====== Supplied material
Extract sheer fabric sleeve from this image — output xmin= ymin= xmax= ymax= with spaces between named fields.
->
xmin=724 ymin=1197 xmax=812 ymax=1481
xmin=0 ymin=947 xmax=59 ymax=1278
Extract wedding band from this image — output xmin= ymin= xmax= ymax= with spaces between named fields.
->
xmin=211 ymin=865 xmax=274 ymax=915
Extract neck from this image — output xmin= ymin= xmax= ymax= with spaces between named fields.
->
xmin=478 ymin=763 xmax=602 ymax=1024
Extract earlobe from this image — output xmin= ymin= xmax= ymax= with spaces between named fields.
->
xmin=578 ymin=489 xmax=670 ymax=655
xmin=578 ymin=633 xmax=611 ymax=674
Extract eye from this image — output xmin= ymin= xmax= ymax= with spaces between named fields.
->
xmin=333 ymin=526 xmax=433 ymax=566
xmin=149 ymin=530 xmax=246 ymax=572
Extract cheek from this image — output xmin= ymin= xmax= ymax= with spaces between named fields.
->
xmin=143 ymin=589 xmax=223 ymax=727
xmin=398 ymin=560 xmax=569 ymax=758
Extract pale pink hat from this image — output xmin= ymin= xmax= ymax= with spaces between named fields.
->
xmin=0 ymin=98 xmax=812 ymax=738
============
=== Problem description ===
Give only the number of lines in the material above that contain the string "cheek", matching case exactly.

=== Solution below ===
1